Repeat verbatim the lines of the data below, beginning with the line containing "# test: pointer drops one pin on the red" and continuing to the end.

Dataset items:
_ _ _
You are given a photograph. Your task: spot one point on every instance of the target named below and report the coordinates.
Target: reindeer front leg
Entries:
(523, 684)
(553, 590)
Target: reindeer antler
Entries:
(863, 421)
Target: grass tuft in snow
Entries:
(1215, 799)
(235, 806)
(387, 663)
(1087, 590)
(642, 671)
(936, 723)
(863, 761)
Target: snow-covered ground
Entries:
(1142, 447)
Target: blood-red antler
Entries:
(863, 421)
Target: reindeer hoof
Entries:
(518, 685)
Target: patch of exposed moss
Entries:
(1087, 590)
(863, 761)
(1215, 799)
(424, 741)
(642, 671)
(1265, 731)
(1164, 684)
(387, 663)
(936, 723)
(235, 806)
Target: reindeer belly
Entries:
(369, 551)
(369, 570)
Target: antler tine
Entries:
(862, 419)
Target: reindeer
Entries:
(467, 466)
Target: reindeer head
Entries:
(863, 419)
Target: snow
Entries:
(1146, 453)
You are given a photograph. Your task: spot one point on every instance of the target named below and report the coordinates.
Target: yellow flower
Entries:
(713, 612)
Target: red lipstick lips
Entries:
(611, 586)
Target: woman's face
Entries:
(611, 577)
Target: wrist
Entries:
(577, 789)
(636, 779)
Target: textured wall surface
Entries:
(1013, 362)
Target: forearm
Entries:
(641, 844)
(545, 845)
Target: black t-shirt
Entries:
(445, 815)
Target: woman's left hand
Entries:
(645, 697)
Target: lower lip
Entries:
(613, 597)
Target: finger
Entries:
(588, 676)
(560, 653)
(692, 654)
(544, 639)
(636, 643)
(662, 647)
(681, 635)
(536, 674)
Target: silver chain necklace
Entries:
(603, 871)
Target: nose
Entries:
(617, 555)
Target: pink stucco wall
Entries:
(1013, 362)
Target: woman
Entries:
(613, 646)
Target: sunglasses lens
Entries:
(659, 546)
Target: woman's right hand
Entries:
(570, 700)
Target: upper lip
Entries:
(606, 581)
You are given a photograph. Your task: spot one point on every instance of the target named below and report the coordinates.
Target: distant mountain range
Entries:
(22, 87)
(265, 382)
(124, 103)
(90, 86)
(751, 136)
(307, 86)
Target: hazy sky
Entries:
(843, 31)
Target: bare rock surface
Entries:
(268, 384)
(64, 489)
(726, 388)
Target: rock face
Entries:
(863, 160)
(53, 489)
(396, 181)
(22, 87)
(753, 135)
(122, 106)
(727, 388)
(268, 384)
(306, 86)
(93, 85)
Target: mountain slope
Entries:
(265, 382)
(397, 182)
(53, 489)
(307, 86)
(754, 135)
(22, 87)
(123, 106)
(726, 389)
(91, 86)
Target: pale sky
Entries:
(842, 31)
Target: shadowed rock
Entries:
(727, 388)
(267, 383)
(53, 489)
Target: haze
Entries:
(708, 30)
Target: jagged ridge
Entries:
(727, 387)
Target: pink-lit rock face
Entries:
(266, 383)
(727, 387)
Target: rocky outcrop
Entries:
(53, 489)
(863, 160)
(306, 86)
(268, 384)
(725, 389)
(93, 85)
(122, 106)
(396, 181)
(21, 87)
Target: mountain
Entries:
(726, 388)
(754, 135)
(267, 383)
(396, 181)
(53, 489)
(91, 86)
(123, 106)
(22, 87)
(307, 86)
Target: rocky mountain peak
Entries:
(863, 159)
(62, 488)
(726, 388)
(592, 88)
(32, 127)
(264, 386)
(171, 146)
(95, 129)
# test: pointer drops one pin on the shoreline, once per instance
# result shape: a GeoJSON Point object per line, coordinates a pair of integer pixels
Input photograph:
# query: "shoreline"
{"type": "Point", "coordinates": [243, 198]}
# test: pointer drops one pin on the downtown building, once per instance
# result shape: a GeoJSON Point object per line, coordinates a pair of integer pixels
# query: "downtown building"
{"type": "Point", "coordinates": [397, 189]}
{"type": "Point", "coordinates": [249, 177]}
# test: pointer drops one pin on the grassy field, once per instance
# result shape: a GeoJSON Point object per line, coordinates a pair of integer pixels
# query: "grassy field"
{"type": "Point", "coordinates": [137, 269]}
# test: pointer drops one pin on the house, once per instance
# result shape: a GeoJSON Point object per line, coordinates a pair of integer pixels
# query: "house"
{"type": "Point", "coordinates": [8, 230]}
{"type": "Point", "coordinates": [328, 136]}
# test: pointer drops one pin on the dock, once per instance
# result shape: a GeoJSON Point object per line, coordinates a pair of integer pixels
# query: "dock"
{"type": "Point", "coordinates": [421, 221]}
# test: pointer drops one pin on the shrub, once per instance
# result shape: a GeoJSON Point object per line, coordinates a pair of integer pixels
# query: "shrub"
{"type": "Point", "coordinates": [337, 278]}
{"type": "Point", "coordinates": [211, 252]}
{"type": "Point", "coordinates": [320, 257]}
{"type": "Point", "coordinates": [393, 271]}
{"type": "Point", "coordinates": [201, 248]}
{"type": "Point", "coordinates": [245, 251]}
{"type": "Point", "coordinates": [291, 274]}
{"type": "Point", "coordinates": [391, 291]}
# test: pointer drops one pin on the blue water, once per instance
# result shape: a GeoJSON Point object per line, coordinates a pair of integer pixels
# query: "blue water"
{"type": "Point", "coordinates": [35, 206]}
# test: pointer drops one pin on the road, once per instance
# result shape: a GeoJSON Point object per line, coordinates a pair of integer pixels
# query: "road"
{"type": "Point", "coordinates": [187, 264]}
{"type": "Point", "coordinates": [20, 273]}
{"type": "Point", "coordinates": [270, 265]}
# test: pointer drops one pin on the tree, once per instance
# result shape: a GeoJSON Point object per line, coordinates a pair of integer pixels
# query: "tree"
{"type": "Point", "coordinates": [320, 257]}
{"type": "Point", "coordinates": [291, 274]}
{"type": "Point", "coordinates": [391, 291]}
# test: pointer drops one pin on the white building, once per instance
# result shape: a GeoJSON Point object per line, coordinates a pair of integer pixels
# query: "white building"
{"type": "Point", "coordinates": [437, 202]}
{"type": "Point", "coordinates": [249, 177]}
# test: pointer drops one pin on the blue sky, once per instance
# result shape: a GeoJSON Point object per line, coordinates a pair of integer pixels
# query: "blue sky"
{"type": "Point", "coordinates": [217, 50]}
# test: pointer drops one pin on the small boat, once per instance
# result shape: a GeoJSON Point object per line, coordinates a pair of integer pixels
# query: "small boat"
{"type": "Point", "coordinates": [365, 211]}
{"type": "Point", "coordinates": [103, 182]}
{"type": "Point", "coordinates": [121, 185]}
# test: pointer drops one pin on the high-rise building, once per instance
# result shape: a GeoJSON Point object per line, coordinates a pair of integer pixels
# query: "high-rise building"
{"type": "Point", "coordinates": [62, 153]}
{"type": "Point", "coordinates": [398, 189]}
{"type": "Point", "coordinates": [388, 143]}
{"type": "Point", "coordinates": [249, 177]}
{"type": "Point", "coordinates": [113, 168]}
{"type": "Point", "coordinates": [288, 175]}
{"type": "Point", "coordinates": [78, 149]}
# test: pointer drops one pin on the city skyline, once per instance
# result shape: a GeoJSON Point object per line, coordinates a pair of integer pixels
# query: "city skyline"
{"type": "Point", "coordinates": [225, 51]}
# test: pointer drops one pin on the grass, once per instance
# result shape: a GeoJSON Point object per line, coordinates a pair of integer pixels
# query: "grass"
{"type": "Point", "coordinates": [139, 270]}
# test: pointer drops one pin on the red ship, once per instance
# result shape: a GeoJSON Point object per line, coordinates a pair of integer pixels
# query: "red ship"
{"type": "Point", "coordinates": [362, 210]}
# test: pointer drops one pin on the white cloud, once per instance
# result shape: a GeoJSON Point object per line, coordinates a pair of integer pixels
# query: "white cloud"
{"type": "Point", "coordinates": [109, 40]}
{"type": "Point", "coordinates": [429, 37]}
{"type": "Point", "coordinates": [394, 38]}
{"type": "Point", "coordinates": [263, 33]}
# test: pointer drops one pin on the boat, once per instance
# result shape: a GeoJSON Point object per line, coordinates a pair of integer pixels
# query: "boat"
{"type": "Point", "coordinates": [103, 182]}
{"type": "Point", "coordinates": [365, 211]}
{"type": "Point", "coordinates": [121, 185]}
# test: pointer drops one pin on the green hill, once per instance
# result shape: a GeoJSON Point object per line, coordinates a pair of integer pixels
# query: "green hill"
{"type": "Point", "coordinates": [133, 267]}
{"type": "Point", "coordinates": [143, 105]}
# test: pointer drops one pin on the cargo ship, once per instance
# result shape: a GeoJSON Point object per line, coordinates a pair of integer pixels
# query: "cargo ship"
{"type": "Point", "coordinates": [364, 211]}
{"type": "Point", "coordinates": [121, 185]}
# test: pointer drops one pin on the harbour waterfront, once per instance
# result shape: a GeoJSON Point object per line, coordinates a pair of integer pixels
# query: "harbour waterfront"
_ _ _
Written answer:
# test: pointer drops one pin on the red ship, once per instance
# result shape: a GeoJSON Point object per line, coordinates a pair of integer pixels
# query: "red ship"
{"type": "Point", "coordinates": [362, 210]}
# test: pointer drops one pin on the white cloud, once per instance
# result shape: a GeoJSON Point object per line, coordinates a pair of integer pixels
# query: "white cloud"
{"type": "Point", "coordinates": [109, 40]}
{"type": "Point", "coordinates": [429, 37]}
{"type": "Point", "coordinates": [394, 38]}
{"type": "Point", "coordinates": [263, 33]}
# test: pointer drops one pin on the boat, once per instance
# result shape: a GeoJSON Point object per line, coordinates a pair of integer pixels
# query: "boat"
{"type": "Point", "coordinates": [103, 182]}
{"type": "Point", "coordinates": [365, 211]}
{"type": "Point", "coordinates": [121, 185]}
# test: pointer drops one pin on the green hill, once per instance
# result shape: a GeoJSON Point object per line, coordinates a pair of integer pixels
# query: "green hill"
{"type": "Point", "coordinates": [133, 267]}
{"type": "Point", "coordinates": [143, 105]}
# test: pointer drops one pin on the cargo ship, once per instance
# result shape: a GeoJSON Point object per line, coordinates a pair of integer pixels
# query: "cargo ship"
{"type": "Point", "coordinates": [364, 211]}
{"type": "Point", "coordinates": [121, 185]}
# test: pointer drops one pin on the harbour waterfront, once per instance
# result shape: a GeoJSON Point object per line, coordinates a pair of integer pixels
# query: "harbour waterfront"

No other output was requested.